BEGIN Supplied entries

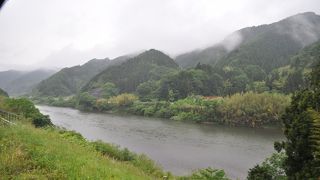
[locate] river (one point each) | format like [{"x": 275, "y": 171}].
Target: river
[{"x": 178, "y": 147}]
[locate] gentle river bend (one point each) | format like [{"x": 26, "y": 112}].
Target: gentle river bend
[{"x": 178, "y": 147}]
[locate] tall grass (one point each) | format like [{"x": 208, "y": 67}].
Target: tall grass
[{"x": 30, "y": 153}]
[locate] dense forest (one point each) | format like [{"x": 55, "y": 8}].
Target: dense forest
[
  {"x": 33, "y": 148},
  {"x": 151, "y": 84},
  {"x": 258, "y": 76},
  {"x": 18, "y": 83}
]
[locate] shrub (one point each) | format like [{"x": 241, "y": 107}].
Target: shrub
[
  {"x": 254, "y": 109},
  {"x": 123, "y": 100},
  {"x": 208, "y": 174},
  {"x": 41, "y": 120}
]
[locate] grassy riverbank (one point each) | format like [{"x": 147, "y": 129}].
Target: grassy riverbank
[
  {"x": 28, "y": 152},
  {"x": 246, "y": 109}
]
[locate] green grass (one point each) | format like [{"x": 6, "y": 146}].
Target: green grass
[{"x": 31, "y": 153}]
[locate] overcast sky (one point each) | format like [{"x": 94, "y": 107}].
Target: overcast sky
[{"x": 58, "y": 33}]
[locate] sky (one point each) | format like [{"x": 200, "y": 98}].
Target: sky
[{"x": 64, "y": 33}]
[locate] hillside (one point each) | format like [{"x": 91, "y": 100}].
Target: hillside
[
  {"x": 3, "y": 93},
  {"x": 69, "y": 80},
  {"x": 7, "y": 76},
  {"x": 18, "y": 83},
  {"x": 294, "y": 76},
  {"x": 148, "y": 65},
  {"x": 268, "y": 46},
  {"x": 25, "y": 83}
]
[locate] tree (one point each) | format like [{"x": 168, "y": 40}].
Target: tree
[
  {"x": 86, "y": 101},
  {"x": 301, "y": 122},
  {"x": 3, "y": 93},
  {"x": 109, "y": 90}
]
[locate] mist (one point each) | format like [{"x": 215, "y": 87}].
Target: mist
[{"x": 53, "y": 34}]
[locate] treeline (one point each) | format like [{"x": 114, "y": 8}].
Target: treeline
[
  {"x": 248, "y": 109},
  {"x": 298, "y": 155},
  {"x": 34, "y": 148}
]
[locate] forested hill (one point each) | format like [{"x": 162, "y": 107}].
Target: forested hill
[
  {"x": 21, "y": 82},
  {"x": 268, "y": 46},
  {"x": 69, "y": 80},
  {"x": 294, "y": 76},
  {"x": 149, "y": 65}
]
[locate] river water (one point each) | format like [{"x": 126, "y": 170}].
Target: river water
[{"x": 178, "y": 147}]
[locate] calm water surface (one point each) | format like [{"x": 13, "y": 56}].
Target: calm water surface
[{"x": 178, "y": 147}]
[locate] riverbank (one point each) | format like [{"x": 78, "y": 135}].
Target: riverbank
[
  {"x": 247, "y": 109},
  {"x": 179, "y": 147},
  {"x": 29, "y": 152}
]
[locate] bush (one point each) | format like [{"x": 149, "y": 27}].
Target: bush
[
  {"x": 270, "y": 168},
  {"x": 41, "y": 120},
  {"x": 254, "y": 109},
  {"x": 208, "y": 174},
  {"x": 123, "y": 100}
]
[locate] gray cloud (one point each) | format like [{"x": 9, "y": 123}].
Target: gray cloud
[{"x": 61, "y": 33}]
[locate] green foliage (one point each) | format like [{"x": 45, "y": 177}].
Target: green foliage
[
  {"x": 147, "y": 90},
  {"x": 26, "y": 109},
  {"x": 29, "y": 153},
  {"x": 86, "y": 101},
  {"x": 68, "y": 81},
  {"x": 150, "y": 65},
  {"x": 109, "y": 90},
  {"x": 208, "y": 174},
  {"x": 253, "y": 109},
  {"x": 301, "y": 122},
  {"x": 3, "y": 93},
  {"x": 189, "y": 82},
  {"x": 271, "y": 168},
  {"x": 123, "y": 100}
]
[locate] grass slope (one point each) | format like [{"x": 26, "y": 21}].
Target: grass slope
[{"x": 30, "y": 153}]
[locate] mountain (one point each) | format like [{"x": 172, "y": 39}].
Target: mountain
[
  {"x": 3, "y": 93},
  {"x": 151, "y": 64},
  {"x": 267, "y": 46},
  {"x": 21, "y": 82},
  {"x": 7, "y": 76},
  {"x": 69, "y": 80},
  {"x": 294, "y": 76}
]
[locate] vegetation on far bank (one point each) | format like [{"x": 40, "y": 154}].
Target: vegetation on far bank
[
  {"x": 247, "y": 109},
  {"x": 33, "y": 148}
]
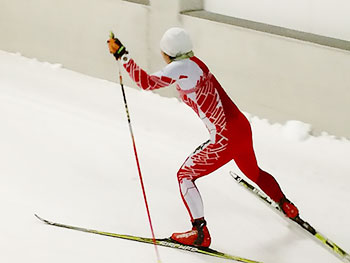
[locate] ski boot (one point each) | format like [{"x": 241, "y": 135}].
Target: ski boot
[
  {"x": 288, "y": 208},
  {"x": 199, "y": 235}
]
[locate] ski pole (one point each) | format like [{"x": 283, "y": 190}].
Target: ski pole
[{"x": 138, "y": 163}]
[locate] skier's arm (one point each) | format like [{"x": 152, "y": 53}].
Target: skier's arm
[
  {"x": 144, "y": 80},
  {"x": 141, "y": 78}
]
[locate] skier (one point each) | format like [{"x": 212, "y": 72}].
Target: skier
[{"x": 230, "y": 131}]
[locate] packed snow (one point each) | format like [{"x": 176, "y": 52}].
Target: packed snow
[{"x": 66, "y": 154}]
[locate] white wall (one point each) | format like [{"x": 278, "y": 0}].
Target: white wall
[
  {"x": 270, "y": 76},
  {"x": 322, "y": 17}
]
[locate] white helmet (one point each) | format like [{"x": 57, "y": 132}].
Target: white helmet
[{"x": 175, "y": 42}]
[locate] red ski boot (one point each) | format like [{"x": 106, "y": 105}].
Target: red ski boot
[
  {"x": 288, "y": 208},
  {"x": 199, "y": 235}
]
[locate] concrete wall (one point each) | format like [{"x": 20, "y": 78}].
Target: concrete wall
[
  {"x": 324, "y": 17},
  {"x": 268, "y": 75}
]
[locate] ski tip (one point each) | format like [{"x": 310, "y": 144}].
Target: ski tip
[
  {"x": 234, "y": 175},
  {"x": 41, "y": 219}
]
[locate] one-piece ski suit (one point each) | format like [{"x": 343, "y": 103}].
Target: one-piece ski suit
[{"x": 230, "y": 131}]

END Supplied entries
BEGIN Supplied entries

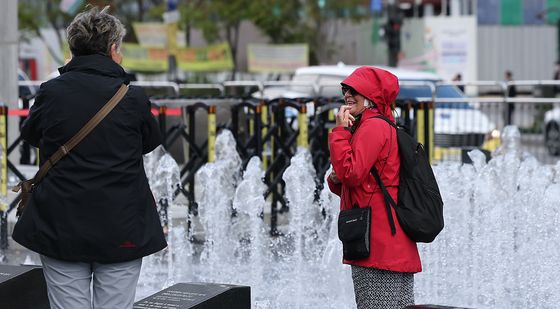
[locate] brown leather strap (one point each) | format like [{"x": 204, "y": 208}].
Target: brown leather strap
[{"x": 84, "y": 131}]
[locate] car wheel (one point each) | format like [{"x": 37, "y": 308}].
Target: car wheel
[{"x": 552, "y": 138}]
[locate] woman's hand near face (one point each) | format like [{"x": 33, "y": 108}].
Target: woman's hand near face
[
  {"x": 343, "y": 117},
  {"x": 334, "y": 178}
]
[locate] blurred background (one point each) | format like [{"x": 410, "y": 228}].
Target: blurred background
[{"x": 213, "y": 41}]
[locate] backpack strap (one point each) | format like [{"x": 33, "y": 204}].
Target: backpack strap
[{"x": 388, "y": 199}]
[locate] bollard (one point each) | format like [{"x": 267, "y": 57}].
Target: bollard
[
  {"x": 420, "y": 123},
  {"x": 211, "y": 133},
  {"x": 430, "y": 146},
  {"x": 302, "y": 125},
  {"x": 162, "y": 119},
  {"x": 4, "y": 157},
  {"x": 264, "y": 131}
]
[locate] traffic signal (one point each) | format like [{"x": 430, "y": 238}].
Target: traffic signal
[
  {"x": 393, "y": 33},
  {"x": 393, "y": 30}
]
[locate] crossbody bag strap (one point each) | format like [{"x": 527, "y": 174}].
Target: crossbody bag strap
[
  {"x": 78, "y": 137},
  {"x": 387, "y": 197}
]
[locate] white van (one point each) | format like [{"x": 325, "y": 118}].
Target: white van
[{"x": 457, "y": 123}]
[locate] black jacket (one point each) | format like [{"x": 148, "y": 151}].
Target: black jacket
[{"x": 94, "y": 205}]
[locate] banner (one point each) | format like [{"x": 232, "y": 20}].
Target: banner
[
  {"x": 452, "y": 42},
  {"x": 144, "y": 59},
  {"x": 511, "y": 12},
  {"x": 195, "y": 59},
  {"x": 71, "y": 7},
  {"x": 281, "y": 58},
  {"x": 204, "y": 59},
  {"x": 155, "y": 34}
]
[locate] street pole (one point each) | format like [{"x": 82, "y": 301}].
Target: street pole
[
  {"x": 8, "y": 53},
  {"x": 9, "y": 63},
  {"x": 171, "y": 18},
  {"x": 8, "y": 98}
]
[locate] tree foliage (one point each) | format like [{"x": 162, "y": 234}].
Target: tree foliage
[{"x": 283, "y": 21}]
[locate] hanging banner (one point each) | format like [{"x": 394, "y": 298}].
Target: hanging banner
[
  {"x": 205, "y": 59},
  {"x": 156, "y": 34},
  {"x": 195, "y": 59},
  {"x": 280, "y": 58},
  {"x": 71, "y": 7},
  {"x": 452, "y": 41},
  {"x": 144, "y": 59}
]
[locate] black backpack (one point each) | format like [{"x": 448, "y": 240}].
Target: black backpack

END Supplied entries

Task statement: Look above for the line that contains "[locate] green grass". Starting there, transcribe every line exactly until you have copied the line that contains "[locate] hillside (one".

Output of the exercise:
[locate] green grass (one point each) | format like [{"x": 6, "y": 146}].
Target: green grass
[{"x": 31, "y": 153}]
[locate] overcast sky (one point each) | format like [{"x": 94, "y": 107}].
Target: overcast sky
[{"x": 58, "y": 33}]
[locate] sky (one point each) | format like [{"x": 200, "y": 98}].
Target: sky
[{"x": 64, "y": 33}]
[locate] hillside (one point each) | format like [{"x": 91, "y": 100}].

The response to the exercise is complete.